» Records to process
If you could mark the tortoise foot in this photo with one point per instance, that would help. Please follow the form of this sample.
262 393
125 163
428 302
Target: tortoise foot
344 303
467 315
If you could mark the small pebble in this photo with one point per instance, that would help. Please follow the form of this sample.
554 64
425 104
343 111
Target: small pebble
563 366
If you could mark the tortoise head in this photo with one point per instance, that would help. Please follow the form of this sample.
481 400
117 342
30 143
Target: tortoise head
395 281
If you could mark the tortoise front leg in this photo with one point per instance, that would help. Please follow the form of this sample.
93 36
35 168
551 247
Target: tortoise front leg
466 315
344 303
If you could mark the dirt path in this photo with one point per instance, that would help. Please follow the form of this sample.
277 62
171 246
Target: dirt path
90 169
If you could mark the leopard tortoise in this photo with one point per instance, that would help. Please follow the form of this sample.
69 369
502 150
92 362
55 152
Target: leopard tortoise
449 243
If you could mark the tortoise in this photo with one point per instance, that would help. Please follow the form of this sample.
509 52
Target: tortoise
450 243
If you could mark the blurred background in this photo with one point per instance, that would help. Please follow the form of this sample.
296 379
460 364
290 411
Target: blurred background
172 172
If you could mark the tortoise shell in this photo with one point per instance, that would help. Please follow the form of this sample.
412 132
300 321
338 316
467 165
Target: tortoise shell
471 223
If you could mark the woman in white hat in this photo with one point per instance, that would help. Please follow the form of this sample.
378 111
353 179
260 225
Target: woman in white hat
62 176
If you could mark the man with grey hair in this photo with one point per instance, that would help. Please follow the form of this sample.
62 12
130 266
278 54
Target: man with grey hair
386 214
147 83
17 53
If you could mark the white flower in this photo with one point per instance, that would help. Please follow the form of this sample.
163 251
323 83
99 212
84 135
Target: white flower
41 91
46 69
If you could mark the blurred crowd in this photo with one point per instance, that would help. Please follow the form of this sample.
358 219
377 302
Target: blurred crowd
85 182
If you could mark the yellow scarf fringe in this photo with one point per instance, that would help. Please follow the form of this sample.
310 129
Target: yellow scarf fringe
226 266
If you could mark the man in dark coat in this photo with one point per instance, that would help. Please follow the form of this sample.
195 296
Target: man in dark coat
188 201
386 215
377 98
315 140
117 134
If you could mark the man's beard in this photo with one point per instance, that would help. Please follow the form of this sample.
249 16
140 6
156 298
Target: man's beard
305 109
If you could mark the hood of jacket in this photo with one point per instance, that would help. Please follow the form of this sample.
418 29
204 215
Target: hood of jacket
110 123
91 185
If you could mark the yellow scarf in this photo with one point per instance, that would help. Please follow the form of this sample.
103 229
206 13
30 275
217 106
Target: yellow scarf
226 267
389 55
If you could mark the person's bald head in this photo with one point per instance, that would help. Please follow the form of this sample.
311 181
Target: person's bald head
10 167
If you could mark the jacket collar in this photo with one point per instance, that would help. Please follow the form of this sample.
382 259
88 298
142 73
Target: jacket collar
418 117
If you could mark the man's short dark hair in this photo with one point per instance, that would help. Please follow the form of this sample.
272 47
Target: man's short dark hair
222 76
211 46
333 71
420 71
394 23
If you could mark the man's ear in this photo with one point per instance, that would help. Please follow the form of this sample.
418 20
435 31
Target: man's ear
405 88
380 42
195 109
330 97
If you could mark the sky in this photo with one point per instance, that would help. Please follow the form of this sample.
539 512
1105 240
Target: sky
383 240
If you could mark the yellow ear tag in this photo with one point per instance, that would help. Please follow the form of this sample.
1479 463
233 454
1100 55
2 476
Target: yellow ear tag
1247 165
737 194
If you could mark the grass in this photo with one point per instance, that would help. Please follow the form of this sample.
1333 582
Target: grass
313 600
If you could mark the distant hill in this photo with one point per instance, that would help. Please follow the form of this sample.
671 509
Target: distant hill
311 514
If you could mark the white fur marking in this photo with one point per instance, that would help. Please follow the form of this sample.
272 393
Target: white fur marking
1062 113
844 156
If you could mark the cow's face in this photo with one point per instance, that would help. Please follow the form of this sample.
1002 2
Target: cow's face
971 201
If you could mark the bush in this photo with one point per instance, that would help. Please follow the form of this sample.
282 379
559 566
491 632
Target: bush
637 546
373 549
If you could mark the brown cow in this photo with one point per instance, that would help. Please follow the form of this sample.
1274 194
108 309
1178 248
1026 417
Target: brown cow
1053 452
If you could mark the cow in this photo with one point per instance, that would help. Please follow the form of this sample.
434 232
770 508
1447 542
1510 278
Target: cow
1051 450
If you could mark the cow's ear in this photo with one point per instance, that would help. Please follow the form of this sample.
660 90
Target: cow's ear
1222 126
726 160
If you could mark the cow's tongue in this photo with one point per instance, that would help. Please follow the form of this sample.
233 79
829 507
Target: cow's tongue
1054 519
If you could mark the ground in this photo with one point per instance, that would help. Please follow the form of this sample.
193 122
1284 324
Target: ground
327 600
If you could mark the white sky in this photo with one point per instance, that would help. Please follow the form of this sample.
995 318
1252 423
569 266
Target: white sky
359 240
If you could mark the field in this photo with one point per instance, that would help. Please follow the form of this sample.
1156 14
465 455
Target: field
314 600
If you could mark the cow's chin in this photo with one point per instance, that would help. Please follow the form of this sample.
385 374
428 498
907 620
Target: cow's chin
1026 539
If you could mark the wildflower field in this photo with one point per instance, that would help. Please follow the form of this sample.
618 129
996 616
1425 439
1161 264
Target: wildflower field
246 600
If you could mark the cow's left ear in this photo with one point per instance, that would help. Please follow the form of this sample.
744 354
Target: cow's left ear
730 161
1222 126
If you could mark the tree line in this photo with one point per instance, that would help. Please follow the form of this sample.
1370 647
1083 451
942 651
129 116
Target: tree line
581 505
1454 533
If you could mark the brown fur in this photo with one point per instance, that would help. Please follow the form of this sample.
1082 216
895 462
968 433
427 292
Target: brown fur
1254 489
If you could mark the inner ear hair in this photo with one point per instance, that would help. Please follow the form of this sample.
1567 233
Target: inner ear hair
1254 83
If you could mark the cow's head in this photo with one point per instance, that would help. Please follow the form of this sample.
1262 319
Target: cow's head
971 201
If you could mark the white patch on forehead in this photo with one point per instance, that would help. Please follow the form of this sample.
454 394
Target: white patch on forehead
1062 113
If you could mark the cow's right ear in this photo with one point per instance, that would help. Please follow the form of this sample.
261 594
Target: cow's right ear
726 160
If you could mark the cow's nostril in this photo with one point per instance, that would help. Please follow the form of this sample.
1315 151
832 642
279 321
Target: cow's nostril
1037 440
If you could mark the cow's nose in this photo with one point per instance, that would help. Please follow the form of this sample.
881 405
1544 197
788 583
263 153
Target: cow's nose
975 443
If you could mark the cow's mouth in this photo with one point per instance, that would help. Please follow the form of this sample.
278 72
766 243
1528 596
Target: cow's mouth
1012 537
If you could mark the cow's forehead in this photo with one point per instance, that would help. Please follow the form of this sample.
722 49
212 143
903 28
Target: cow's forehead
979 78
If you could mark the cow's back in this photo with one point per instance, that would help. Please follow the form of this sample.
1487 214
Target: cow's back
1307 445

» Exercise
Give again, word for word, every line from the one holding "If you could mark the cow's nose" to the end of the data.

» Worked solution
If you could mark the cow's nose in this photo with one point per instance, that would help. Please follow the form of this sample.
881 405
1544 197
788 583
263 153
Target: cow's nose
975 443
If you could mark the cow's mouth in this photo with one point per instance, that would help. Please follow the form of this sample.
278 72
766 243
1528 596
Target: cow's mouth
1012 537
If you could mark the cow's forehead in this photo with one point per instance, that would help. Please follow the form of this sample.
722 49
212 143
903 28
Target: cow's forehead
979 78
If you could mark the cow's back in this photo with one point per instance, that would help. Please follow the form of this sample.
1487 214
Target: cow's back
1307 445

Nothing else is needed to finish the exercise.